Reproduce verbatim the portion of the entries below that runs from the line containing "form [(445, 130)]." up to and including the final line of the entries.

━━━ DATA SUPPLIED

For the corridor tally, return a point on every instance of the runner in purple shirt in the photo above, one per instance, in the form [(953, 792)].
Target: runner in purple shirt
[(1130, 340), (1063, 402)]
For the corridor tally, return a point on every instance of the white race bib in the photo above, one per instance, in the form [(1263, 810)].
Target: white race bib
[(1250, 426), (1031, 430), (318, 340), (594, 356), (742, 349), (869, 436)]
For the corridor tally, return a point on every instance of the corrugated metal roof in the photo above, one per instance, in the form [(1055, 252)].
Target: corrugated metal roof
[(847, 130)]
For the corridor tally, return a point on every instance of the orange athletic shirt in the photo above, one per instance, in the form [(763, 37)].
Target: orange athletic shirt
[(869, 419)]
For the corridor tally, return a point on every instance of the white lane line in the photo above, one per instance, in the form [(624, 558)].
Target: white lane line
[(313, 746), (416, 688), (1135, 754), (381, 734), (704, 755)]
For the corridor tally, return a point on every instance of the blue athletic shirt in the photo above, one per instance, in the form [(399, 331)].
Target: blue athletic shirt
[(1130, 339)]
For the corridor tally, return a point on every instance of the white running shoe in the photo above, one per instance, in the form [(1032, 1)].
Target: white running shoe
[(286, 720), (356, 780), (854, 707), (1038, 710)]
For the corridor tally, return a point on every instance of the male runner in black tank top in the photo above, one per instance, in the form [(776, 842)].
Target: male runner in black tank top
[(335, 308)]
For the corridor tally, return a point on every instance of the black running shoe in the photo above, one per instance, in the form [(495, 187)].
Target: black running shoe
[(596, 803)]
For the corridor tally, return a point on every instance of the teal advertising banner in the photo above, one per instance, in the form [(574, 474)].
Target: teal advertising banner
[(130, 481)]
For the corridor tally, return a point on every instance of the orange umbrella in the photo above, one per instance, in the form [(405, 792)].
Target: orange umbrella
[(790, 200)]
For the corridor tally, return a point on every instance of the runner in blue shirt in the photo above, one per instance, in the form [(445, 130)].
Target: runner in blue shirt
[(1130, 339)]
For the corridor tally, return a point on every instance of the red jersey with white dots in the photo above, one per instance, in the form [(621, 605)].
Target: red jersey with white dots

━━━━━━

- _SOLUTION BELOW_:
For the corridor tally, return a point on every instance of the runner in blue shirt in the photo above, one per instance, in the form [(445, 130)].
Target: runner in blue shirt
[(1130, 339)]
For the corridor tally, return a point on every instance of the red jersey with white dots in the photo above, one per instance, in the form [(621, 605)].
Target: red jersey with white dots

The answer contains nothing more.